[Opening Recorded information section]

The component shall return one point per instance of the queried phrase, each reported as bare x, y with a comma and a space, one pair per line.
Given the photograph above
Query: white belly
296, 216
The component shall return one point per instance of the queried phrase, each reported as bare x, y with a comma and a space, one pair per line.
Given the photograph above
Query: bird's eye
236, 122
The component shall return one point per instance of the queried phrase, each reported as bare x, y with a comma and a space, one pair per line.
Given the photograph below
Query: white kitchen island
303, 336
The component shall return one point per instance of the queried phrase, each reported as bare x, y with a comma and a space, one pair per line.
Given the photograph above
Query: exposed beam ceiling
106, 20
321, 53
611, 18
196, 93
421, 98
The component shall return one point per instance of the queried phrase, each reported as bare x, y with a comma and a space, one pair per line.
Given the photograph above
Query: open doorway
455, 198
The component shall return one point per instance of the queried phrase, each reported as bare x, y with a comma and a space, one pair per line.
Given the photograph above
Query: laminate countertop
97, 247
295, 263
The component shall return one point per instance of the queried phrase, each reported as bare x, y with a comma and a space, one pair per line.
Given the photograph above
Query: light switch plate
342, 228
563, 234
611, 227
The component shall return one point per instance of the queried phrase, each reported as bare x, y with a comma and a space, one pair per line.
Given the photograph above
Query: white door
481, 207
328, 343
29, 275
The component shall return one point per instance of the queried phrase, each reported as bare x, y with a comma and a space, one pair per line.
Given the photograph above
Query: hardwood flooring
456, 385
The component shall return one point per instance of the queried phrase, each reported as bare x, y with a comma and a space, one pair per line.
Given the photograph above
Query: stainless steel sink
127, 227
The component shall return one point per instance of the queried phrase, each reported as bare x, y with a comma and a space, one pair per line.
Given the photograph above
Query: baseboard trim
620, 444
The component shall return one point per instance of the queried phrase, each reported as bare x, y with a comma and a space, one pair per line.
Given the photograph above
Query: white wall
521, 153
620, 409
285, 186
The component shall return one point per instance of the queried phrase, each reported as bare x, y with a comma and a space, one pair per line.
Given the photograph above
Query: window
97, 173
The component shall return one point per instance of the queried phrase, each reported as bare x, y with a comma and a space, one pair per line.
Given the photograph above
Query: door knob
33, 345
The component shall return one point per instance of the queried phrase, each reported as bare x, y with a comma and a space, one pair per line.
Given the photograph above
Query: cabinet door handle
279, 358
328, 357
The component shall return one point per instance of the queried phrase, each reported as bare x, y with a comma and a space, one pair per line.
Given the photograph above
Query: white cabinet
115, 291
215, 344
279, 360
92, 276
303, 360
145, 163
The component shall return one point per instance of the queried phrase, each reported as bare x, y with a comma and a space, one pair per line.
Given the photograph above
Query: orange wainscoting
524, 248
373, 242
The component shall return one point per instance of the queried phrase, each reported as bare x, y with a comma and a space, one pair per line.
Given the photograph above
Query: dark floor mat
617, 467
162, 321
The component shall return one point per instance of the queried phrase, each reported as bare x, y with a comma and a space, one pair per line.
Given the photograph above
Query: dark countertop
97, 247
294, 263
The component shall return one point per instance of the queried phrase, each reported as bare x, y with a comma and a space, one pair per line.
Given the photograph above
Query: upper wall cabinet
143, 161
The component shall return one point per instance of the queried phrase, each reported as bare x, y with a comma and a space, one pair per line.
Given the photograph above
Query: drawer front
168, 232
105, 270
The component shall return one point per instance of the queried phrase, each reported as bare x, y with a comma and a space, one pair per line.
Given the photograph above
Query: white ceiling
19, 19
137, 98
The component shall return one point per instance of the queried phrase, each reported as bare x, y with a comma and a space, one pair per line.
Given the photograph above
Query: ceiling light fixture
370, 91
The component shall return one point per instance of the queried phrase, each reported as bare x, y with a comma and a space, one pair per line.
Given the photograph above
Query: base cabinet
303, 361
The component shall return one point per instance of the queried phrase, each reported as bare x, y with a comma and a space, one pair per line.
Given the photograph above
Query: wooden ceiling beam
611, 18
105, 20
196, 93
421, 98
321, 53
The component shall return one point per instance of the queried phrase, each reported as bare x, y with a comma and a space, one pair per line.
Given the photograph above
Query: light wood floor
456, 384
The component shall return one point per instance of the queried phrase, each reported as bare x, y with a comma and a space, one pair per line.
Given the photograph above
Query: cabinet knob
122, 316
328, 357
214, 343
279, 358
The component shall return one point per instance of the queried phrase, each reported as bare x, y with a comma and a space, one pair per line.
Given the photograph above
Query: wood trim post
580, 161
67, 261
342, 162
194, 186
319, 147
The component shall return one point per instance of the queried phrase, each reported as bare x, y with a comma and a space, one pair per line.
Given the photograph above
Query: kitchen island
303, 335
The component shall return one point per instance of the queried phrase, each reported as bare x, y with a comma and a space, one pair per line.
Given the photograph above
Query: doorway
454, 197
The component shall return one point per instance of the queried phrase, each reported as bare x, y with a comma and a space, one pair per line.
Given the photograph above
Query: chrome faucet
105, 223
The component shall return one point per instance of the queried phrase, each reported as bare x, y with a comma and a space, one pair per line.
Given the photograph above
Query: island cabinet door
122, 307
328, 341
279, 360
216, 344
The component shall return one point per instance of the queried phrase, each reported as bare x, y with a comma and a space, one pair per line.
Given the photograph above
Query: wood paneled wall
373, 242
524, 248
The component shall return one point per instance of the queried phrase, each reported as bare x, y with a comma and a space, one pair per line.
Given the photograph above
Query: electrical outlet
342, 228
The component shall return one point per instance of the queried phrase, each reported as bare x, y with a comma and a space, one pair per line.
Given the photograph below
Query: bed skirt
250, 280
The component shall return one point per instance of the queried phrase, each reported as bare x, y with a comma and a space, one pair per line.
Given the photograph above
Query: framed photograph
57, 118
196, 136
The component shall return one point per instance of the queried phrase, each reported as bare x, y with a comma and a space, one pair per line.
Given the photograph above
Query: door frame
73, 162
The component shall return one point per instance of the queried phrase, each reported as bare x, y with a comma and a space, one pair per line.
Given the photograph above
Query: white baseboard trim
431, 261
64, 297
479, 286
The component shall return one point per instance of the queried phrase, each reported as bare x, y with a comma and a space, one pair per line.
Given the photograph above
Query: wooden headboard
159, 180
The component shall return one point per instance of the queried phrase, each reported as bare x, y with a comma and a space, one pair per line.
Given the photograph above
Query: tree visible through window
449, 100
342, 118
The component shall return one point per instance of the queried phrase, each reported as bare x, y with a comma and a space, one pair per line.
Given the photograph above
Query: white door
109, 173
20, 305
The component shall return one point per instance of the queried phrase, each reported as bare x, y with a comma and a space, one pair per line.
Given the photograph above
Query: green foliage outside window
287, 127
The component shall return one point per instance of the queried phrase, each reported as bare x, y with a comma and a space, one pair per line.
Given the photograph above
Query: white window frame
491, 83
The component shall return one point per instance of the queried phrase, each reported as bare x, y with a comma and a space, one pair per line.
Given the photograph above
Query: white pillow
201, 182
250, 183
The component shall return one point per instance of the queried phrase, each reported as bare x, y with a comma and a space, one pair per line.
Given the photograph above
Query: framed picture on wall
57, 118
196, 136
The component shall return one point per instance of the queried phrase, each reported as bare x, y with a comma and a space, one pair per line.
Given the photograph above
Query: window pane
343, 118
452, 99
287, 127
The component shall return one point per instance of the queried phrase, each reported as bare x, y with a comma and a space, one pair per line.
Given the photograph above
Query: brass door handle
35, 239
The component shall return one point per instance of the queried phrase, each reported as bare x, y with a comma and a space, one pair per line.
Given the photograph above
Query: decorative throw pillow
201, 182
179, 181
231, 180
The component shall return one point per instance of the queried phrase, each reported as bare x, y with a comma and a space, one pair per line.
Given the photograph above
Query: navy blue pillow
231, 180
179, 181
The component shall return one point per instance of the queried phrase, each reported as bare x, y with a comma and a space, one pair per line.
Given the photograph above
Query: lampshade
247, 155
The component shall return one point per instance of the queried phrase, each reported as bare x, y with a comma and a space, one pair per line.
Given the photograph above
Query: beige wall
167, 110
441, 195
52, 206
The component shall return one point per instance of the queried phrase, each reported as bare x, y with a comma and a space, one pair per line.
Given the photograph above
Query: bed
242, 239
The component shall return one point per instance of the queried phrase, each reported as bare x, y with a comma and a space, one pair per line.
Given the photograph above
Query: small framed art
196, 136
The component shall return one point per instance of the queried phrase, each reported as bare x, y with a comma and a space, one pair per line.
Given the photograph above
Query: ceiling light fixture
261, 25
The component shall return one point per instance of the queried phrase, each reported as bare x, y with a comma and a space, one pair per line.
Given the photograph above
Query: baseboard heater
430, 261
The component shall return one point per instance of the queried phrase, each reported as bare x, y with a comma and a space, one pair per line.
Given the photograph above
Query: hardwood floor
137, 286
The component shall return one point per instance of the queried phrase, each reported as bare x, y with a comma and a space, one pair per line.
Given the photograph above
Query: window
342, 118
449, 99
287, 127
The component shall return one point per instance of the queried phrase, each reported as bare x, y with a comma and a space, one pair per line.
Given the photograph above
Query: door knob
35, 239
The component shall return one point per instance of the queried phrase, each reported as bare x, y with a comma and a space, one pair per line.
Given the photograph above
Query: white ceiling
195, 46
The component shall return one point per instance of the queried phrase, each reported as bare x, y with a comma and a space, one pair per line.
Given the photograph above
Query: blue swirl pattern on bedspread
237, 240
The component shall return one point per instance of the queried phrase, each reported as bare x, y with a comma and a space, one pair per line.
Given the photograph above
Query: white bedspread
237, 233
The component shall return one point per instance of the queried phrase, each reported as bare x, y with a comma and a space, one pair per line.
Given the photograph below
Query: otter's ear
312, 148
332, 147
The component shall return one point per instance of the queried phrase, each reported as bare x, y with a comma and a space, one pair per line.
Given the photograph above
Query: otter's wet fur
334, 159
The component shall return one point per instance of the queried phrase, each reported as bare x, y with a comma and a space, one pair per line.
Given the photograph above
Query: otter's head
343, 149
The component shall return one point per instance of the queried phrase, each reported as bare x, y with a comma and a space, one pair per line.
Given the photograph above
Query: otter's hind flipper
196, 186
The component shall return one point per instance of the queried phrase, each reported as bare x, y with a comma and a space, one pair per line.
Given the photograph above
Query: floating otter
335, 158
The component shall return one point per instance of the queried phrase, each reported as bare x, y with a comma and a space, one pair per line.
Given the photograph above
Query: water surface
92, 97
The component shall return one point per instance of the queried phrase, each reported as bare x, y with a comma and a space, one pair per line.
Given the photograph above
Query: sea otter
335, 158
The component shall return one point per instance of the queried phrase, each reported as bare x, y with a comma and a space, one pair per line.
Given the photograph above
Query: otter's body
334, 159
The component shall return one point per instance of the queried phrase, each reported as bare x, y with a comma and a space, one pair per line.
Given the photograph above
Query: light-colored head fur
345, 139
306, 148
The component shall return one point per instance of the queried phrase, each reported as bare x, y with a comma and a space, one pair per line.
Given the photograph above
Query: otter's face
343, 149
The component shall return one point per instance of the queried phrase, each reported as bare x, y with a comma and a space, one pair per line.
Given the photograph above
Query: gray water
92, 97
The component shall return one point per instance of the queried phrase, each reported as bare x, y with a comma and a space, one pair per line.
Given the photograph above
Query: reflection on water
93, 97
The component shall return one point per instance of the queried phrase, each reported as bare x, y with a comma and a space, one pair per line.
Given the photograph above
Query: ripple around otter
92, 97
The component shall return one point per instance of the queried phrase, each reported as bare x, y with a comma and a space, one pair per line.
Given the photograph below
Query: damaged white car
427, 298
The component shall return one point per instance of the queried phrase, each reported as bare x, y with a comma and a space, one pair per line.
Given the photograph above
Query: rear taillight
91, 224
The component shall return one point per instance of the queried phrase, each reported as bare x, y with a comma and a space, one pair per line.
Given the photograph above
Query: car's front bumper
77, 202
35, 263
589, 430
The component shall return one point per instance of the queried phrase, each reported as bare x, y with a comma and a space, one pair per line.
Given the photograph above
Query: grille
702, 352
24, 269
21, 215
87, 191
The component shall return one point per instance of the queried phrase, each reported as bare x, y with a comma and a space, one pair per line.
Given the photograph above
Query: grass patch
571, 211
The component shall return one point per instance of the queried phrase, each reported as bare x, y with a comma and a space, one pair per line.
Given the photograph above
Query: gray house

[Closing Recorded information section]

Task prompt:
Reproduce the line that contains "Query: car's front bumper" and each line after it through the last line of the entries above, exactly; leave out all earlier lines.

Task answer:
Query: car's front bumper
77, 202
35, 263
589, 430
The component shall return one point per instance of the queried phrase, each reported as bare x, y with a comma and a space, one pair per line.
Given the photograph above
Query: grille
702, 352
24, 269
21, 215
87, 191
The component shall return one point per instance of the queried phrase, each reported as bare x, y with a comma and a space, one pair per line.
Given the photograph above
Query: grass patch
571, 211
The component shall return one point per instance of the queried phrase, each reported as bare x, y with a comma and a space, one pair per line.
Given the photograph above
Query: gray house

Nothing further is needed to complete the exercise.